> _What you should do_:
This exercise calls for every line of the listing below that contains the word "post".
::: Data for the task :::
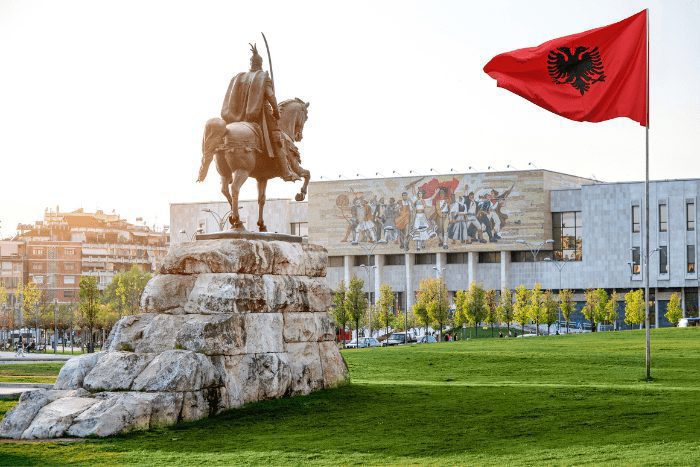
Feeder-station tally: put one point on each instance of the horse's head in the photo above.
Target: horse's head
(293, 115)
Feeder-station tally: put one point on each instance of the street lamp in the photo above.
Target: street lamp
(560, 265)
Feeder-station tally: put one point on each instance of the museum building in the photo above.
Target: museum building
(499, 229)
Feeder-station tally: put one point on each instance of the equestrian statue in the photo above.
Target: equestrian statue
(254, 138)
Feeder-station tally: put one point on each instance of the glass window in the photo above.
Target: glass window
(425, 258)
(690, 215)
(457, 258)
(636, 220)
(359, 260)
(663, 218)
(663, 260)
(490, 257)
(690, 250)
(394, 260)
(636, 260)
(299, 228)
(567, 233)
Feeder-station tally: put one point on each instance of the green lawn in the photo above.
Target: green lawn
(551, 400)
(30, 372)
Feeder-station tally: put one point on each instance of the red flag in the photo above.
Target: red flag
(590, 76)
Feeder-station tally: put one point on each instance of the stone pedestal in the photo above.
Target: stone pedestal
(225, 323)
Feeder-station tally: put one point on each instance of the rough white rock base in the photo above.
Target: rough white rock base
(226, 323)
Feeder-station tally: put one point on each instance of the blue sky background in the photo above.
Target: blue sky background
(102, 103)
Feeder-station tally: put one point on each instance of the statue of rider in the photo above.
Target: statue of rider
(251, 98)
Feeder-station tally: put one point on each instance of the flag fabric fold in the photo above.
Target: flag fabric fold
(591, 76)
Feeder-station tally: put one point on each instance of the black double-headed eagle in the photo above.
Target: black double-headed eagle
(580, 68)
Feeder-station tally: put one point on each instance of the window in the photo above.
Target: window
(299, 228)
(636, 260)
(690, 215)
(526, 256)
(663, 218)
(490, 257)
(394, 260)
(425, 258)
(567, 232)
(636, 220)
(663, 260)
(690, 251)
(359, 260)
(457, 258)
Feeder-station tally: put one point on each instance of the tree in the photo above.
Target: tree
(566, 305)
(339, 310)
(520, 307)
(432, 294)
(505, 308)
(124, 292)
(551, 310)
(634, 307)
(674, 311)
(356, 303)
(385, 305)
(535, 310)
(491, 305)
(31, 304)
(611, 308)
(594, 310)
(88, 307)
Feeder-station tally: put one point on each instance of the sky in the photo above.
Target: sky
(103, 103)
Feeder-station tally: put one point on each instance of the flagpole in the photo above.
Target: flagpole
(646, 220)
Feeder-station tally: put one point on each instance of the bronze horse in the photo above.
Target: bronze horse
(240, 155)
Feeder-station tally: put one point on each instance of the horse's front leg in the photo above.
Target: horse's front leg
(239, 178)
(262, 187)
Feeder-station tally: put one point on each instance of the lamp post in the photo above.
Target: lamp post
:::
> _Answer_:
Feeder-station tally: put one point on each instance of the lamp post in the photo above.
Target: lamp post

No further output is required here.